[YOUR ASSIGNMENT]
On the Whisper Tiny Galician page, under "Model description", list every label that appears before a colon.

Whisper Tiny Galician

Model summary

Whisper Tiny Galician is an automatic speech recognition (ASR) model for Galician (gl) speech. It is fine-tuned from [openai/whisper-tiny] on the Galician portion of Mozilla Common Voice 13.0, achieving a Word Error Rate (WER) of 26.13% on the Common Voice evaluation split.

This model provides lightweight transcription capabilities for Galician speech, suitable for low-resource applications or devices with limited computational capacity.

Model description

Architecture: Transformer-based encoder–decoder (Whisper)
Base model: openai/whisper-tiny
Language: Galician (gl)
Task: Automatic Speech Recognition (ASR)
Output: Text transcription in Galician
Decoding: Autoregressive sequence-to-sequence decoding

This tiny model leverages Whisper’s multilingual pretraining and is fine-tuned on Galician speech data to provide basic transcription functionality for a low-resource language, ideal for experimentation and lightweight applications.

(Dataset excerpts)
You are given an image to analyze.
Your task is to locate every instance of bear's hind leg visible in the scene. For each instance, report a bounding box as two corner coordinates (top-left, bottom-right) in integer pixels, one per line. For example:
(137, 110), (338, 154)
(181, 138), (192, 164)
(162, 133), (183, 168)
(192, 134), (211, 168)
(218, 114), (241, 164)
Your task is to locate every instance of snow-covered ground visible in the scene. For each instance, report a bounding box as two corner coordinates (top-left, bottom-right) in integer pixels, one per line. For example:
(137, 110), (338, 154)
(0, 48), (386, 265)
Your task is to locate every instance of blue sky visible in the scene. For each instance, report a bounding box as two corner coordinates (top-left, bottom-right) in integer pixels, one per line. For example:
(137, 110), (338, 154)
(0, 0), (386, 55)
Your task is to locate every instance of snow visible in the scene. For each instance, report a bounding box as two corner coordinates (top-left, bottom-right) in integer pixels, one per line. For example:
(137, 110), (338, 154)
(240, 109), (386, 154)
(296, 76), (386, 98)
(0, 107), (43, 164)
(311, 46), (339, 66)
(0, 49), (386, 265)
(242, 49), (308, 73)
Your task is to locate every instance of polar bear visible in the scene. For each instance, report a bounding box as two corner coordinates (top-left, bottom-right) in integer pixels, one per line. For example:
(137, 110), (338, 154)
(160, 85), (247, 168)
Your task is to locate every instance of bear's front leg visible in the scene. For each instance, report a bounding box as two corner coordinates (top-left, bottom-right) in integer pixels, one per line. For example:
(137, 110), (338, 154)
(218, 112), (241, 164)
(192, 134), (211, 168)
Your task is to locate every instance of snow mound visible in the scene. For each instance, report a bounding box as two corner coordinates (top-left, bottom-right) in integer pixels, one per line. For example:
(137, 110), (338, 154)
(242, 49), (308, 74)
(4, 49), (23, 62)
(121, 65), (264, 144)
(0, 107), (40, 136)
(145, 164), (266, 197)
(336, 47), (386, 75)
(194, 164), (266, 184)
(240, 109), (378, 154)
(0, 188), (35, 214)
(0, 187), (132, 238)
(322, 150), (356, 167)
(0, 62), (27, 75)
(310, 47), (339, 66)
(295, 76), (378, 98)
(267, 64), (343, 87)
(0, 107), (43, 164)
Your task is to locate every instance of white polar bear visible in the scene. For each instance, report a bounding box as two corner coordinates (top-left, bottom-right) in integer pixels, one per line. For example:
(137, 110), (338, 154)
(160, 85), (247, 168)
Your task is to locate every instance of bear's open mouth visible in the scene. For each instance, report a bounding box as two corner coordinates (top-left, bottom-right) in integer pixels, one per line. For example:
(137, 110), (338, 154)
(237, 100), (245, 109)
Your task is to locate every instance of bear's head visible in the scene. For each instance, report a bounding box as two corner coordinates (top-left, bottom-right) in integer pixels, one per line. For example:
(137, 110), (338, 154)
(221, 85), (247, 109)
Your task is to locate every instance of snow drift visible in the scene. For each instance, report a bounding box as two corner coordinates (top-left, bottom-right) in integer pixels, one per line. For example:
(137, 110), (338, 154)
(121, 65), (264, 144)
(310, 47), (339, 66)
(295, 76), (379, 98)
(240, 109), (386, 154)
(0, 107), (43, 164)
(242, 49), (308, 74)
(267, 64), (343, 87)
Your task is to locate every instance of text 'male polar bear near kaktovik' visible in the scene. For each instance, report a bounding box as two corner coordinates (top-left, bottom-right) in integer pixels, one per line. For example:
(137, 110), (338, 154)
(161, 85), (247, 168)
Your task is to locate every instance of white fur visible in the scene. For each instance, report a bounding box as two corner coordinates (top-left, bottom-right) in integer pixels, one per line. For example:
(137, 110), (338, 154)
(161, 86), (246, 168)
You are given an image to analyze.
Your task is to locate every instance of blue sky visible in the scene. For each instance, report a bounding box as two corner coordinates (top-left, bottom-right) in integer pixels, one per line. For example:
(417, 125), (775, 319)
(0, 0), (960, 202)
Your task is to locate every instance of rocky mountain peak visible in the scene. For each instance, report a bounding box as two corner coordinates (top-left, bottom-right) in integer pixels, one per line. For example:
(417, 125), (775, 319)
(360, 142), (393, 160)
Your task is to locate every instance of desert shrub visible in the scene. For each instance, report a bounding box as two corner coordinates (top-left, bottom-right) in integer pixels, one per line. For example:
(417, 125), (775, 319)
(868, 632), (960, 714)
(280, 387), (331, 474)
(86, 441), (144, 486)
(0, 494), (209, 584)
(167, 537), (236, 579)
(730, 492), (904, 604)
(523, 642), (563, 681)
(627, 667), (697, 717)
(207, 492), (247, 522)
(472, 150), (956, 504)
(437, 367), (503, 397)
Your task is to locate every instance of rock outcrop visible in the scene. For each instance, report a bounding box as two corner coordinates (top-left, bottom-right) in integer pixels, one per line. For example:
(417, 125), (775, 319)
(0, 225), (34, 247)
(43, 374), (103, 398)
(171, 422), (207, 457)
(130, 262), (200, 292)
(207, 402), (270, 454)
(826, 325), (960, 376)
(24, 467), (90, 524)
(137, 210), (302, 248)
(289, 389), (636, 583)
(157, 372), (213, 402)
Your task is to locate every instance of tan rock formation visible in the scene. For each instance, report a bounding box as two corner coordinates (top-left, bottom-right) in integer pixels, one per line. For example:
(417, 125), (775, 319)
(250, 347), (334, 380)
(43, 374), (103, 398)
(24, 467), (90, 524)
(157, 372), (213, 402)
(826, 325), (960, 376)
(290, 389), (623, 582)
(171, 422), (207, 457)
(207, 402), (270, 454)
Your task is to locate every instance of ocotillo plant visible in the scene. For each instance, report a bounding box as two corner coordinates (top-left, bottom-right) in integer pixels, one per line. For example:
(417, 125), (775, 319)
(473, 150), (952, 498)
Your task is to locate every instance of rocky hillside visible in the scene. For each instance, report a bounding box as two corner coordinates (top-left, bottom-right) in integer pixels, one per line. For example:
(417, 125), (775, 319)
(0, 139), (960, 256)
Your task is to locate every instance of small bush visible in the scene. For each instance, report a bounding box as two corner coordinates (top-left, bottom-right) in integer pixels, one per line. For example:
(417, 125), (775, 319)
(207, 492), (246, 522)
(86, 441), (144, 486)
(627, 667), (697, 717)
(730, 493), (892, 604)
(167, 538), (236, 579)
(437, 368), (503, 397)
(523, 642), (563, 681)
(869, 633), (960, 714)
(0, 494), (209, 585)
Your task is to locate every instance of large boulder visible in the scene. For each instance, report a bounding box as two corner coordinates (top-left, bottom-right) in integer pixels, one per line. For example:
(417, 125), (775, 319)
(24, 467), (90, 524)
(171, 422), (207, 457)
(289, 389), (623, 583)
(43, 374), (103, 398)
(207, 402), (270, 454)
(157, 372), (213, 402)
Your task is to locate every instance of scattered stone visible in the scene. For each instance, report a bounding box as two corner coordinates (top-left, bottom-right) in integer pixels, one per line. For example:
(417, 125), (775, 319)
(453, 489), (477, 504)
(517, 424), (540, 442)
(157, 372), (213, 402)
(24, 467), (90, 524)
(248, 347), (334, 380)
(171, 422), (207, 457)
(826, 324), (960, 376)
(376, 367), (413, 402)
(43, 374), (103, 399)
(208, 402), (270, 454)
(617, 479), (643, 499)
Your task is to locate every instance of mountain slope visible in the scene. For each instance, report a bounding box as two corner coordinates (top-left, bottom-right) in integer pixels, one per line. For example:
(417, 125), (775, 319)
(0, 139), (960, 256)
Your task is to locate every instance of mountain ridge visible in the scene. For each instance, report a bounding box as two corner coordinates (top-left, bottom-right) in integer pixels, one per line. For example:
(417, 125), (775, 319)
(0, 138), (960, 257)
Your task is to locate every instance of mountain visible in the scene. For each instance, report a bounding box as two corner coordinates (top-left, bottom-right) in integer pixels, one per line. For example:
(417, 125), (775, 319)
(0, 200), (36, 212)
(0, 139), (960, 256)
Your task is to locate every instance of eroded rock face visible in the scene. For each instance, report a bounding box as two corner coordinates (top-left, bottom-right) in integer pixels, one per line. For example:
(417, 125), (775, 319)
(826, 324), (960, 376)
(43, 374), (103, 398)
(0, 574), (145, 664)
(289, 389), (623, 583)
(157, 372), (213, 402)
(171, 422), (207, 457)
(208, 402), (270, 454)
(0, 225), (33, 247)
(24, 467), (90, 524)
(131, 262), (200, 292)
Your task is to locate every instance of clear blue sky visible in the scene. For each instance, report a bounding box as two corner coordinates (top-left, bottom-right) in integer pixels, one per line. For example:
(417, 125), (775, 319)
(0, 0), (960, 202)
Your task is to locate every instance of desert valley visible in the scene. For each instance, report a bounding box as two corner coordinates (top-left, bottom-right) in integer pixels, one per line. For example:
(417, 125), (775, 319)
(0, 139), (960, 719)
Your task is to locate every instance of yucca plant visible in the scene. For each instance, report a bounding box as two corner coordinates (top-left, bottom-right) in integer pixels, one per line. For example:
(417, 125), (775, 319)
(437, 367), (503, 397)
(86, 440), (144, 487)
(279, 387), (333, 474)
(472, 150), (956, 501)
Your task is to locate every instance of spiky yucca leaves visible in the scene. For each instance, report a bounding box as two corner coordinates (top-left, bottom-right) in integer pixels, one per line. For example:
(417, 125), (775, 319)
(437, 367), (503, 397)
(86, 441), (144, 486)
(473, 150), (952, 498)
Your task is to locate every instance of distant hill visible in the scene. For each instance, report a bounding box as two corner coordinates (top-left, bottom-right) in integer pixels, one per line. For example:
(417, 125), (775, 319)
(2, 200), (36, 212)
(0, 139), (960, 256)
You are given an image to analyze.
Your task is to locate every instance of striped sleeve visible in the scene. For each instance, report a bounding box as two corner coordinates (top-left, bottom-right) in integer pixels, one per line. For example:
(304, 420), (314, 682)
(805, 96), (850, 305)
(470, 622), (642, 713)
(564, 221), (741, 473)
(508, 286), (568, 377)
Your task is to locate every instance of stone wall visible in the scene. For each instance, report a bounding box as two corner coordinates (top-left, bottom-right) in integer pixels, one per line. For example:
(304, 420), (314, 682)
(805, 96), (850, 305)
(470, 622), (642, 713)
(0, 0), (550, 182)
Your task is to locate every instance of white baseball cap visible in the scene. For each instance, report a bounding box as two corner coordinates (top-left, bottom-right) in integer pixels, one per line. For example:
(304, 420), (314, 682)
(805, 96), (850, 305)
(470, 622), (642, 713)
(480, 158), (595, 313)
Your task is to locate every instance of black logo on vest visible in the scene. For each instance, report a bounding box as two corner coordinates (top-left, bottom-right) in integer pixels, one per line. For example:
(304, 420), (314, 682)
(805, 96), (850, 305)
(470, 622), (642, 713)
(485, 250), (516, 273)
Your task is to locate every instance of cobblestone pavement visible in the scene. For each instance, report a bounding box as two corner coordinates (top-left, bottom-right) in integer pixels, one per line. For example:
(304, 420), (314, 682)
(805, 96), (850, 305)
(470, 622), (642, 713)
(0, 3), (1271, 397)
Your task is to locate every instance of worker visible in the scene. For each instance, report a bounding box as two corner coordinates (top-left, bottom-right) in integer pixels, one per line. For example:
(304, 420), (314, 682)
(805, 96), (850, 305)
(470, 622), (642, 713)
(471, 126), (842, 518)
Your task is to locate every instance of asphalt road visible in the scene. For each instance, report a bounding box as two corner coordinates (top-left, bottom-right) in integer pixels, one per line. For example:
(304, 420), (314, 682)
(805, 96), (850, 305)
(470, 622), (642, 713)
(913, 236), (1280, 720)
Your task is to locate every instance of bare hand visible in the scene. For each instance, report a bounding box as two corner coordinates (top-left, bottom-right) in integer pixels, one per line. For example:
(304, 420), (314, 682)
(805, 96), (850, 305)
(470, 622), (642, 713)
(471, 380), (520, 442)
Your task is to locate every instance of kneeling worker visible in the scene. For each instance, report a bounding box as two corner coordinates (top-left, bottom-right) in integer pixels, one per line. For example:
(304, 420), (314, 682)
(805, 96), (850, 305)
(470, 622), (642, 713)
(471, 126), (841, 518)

[TASK RESPONSE]
Architecture
Base model
Language
Task
Output
Decoding